▶ _Task description_: Could you please return each line of the data that has the word "below"?

▶ _Records to process_:
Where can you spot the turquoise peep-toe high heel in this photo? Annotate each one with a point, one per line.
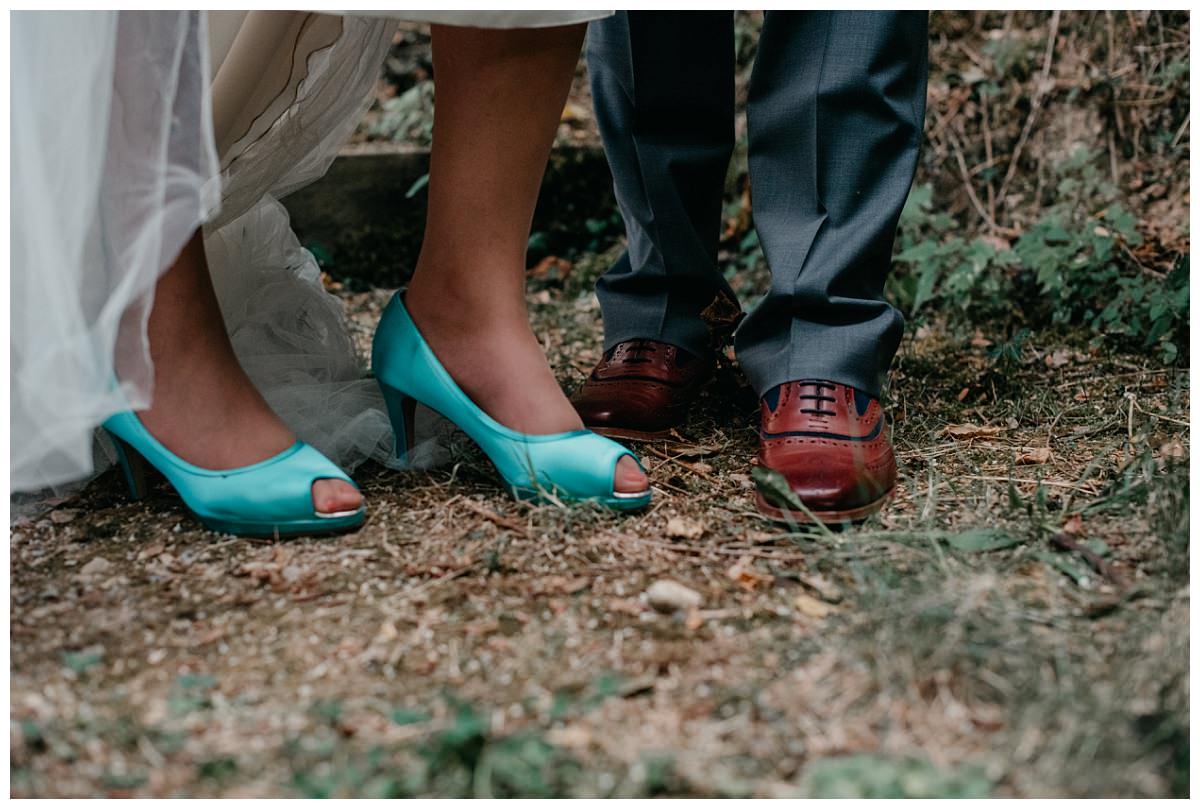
(567, 466)
(269, 498)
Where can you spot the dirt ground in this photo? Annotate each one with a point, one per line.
(1014, 624)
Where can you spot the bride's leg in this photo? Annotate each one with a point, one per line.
(204, 408)
(499, 95)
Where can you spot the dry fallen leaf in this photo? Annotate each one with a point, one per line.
(1033, 455)
(745, 574)
(684, 528)
(811, 606)
(967, 431)
(666, 595)
(1057, 359)
(1173, 449)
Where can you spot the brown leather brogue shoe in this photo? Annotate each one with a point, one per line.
(833, 444)
(641, 389)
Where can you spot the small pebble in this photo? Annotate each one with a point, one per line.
(666, 595)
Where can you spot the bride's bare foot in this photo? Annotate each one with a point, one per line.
(499, 99)
(204, 408)
(495, 357)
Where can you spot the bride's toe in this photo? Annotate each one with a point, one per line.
(629, 478)
(331, 496)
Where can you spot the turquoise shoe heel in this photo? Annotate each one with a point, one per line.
(576, 466)
(269, 498)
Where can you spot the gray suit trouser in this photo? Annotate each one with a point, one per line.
(835, 113)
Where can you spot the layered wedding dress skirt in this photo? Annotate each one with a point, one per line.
(130, 130)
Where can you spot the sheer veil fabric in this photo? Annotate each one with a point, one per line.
(113, 168)
(129, 131)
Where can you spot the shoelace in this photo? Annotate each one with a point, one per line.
(817, 397)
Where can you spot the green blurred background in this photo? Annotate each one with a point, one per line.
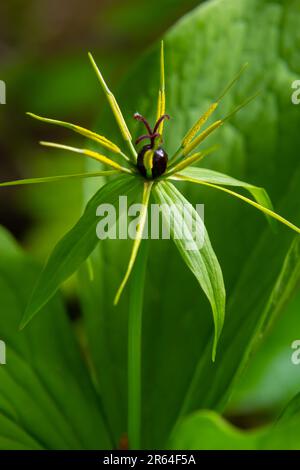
(43, 60)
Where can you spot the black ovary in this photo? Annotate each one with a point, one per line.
(160, 161)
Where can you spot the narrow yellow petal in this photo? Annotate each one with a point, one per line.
(115, 108)
(195, 158)
(161, 105)
(201, 137)
(138, 238)
(197, 126)
(82, 131)
(263, 209)
(89, 153)
(202, 120)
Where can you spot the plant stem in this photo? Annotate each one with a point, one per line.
(135, 347)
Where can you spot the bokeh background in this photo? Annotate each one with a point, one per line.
(43, 60)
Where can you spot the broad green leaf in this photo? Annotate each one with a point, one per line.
(202, 261)
(261, 208)
(47, 400)
(206, 430)
(76, 245)
(138, 239)
(260, 145)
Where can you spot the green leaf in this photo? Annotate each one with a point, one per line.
(210, 176)
(76, 245)
(260, 207)
(47, 400)
(54, 179)
(201, 261)
(206, 430)
(261, 145)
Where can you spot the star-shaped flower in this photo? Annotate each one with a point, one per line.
(152, 168)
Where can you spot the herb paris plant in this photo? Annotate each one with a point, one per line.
(151, 170)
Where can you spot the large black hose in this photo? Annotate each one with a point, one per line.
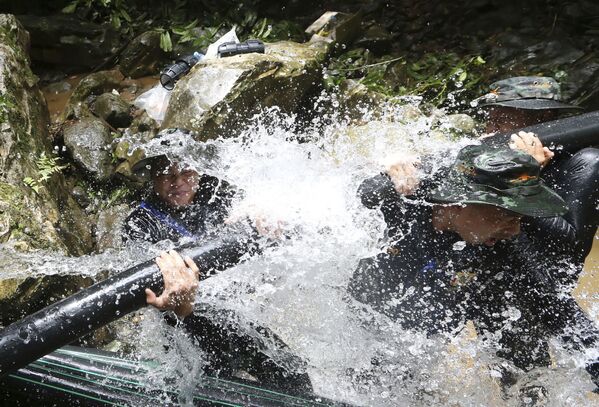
(67, 320)
(569, 134)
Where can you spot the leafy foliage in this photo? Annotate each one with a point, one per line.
(115, 11)
(46, 167)
(437, 77)
(6, 104)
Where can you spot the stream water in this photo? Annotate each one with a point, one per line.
(298, 288)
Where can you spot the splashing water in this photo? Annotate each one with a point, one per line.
(305, 182)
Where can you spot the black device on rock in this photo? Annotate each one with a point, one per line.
(229, 49)
(181, 67)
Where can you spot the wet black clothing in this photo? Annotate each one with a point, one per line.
(427, 280)
(576, 179)
(154, 221)
(226, 349)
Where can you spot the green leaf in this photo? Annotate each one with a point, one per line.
(165, 42)
(125, 15)
(116, 21)
(70, 9)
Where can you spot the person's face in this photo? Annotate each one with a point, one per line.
(485, 224)
(505, 119)
(176, 187)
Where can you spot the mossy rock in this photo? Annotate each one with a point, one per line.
(20, 297)
(48, 217)
(94, 84)
(219, 95)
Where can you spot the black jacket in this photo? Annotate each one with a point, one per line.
(154, 221)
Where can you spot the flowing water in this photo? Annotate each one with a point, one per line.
(304, 182)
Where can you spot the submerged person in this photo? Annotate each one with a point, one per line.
(183, 204)
(450, 259)
(529, 100)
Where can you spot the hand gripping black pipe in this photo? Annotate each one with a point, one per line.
(63, 322)
(570, 134)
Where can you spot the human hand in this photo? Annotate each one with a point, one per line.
(268, 228)
(402, 169)
(530, 144)
(181, 277)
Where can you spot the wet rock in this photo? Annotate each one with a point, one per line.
(334, 26)
(220, 94)
(113, 109)
(20, 297)
(42, 215)
(108, 227)
(376, 39)
(143, 56)
(89, 141)
(69, 43)
(92, 85)
(58, 87)
(460, 123)
(356, 101)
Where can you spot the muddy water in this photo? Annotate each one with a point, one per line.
(57, 94)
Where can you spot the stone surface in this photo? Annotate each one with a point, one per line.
(376, 39)
(94, 84)
(48, 217)
(89, 141)
(69, 43)
(108, 227)
(20, 297)
(142, 56)
(113, 109)
(218, 95)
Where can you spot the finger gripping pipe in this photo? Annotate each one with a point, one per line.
(67, 320)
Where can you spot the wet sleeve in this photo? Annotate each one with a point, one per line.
(576, 180)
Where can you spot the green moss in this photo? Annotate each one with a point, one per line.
(437, 77)
(18, 224)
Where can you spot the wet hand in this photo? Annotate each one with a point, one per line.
(530, 144)
(402, 169)
(268, 228)
(181, 277)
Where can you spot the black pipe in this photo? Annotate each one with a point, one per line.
(67, 320)
(569, 134)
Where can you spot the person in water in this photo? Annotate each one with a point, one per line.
(525, 101)
(491, 277)
(184, 204)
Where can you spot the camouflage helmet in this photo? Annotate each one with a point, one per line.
(501, 177)
(525, 92)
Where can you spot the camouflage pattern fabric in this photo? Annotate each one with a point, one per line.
(501, 177)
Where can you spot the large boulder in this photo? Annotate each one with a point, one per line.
(219, 94)
(69, 43)
(88, 88)
(89, 141)
(41, 214)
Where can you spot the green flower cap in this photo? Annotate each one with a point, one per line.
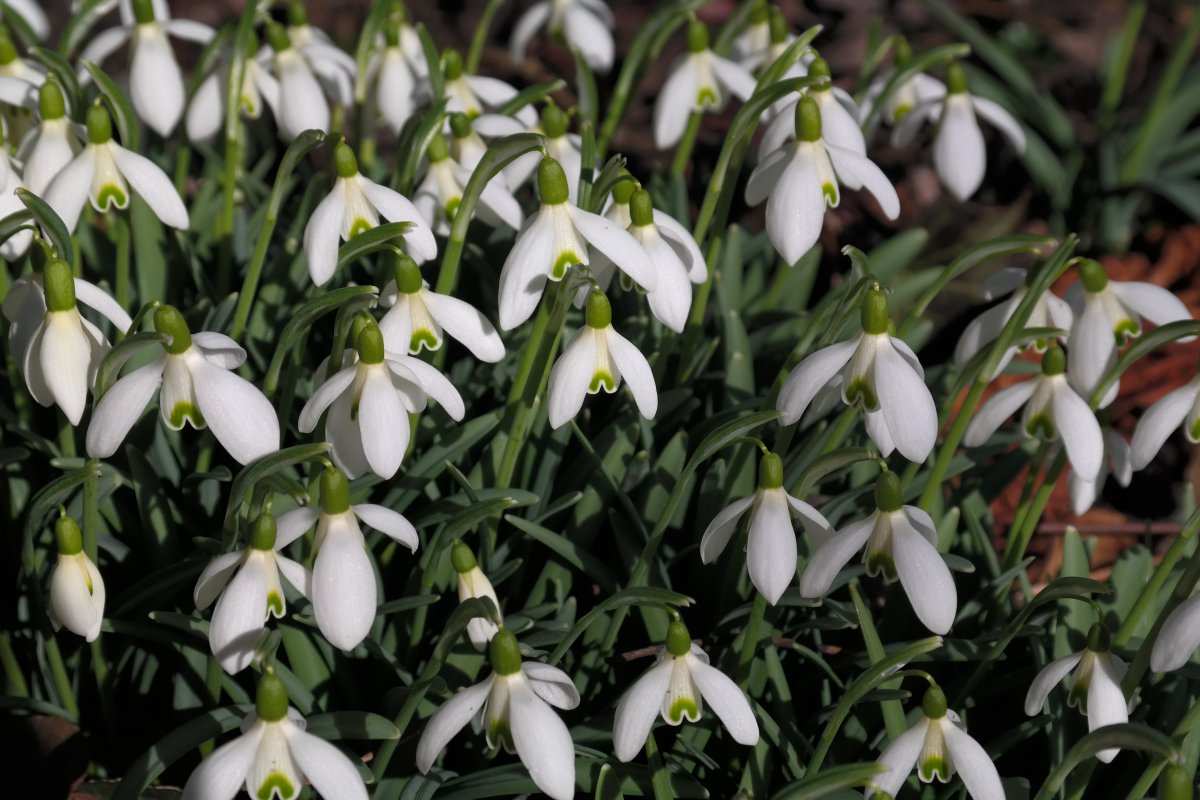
(58, 282)
(168, 320)
(504, 653)
(70, 537)
(271, 702)
(335, 492)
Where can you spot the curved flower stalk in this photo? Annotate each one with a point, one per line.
(585, 24)
(900, 543)
(369, 404)
(557, 238)
(57, 348)
(274, 757)
(105, 172)
(960, 156)
(418, 318)
(439, 193)
(156, 83)
(247, 591)
(49, 146)
(1049, 311)
(939, 746)
(514, 705)
(1095, 687)
(1109, 313)
(1053, 411)
(771, 548)
(77, 589)
(877, 372)
(700, 82)
(799, 179)
(598, 358)
(198, 388)
(473, 583)
(343, 579)
(677, 687)
(354, 205)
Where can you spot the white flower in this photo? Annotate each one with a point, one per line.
(799, 179)
(514, 704)
(274, 756)
(700, 82)
(1179, 408)
(441, 192)
(598, 358)
(369, 404)
(771, 548)
(586, 24)
(1053, 410)
(58, 349)
(960, 156)
(1109, 313)
(105, 172)
(77, 589)
(677, 686)
(879, 373)
(247, 582)
(352, 206)
(1095, 687)
(473, 583)
(898, 541)
(939, 746)
(1049, 311)
(343, 581)
(198, 388)
(557, 238)
(417, 318)
(156, 84)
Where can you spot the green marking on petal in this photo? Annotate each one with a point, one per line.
(275, 782)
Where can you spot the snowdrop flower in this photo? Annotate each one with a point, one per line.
(441, 193)
(1049, 311)
(939, 746)
(585, 24)
(247, 582)
(1180, 408)
(1109, 313)
(473, 583)
(960, 156)
(77, 589)
(557, 238)
(771, 549)
(156, 84)
(597, 359)
(1095, 687)
(700, 82)
(343, 581)
(1053, 411)
(799, 179)
(53, 144)
(877, 373)
(274, 756)
(59, 358)
(514, 704)
(352, 206)
(199, 388)
(677, 686)
(418, 318)
(900, 542)
(369, 404)
(105, 172)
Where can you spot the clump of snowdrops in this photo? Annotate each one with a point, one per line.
(376, 429)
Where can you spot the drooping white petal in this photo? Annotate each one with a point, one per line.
(637, 709)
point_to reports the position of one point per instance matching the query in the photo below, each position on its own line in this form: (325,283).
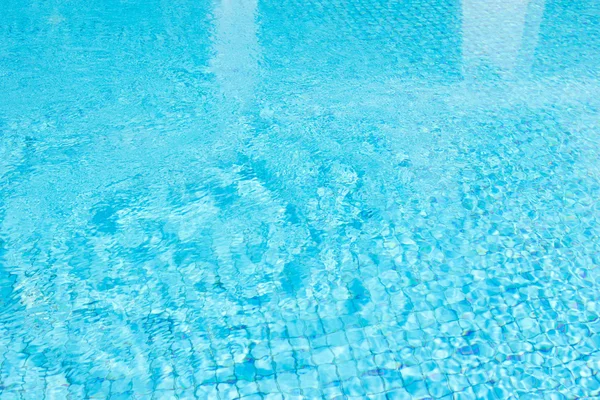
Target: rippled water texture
(267,199)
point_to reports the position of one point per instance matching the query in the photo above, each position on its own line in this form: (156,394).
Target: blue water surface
(275,199)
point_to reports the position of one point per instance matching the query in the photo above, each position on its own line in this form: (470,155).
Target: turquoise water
(266,199)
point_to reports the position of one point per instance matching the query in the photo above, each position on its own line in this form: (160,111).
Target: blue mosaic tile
(256,199)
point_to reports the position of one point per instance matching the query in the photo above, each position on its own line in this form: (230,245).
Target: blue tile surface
(260,199)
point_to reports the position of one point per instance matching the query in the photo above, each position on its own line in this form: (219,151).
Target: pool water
(266,199)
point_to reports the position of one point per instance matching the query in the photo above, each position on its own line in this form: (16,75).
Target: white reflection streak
(235,61)
(500,33)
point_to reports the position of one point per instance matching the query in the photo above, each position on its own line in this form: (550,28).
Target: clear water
(267,199)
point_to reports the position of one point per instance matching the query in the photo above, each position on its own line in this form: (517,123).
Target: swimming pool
(267,199)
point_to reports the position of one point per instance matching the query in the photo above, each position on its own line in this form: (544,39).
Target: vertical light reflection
(236,50)
(500,35)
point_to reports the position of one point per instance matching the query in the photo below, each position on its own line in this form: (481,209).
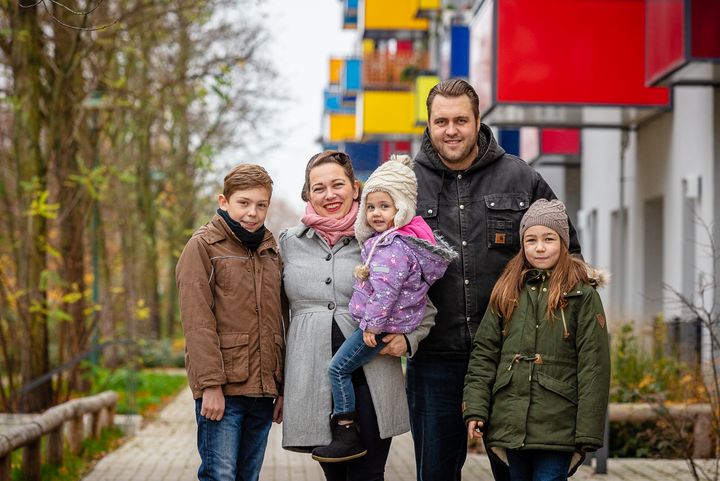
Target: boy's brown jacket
(231,313)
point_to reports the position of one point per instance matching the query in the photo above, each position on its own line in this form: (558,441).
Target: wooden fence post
(32,461)
(55,446)
(76,433)
(5,468)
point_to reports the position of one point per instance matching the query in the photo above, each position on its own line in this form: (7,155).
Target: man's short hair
(454,87)
(245,177)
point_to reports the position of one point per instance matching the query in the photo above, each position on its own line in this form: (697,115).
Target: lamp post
(94,103)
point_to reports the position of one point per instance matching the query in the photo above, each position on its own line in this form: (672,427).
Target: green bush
(638,376)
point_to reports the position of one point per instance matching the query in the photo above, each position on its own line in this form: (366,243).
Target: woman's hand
(213,406)
(369,339)
(396,345)
(277,410)
(475,428)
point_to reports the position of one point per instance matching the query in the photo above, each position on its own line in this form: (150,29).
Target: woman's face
(331,191)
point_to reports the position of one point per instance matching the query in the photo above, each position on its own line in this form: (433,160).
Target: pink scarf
(331,229)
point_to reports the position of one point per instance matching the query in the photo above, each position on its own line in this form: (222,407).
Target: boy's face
(247,207)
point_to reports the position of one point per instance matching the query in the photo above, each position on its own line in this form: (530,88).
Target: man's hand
(213,406)
(396,345)
(475,428)
(277,410)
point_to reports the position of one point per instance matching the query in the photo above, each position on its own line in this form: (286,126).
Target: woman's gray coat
(318,282)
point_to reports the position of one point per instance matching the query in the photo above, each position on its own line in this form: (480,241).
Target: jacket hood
(489,151)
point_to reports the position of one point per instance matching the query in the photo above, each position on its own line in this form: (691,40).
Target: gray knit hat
(549,213)
(396,177)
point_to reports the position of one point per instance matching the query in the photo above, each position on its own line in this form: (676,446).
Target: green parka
(546,384)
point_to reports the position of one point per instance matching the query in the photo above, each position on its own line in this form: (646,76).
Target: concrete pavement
(165,450)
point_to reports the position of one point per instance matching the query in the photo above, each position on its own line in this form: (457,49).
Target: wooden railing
(51,423)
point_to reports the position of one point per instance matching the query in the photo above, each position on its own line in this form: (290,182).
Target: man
(474,194)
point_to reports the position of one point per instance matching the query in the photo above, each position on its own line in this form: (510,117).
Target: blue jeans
(233,448)
(538,465)
(352,354)
(435,390)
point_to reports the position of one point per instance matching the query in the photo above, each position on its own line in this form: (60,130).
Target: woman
(319,256)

▶ _Output_:
point_to reports the position of one point per instance matching the query in the photo below, each position on its own line in this form: (325,283).
point_to reports the position of one point per instance matching the query in the photo below, each position on its own line in this form: (481,209).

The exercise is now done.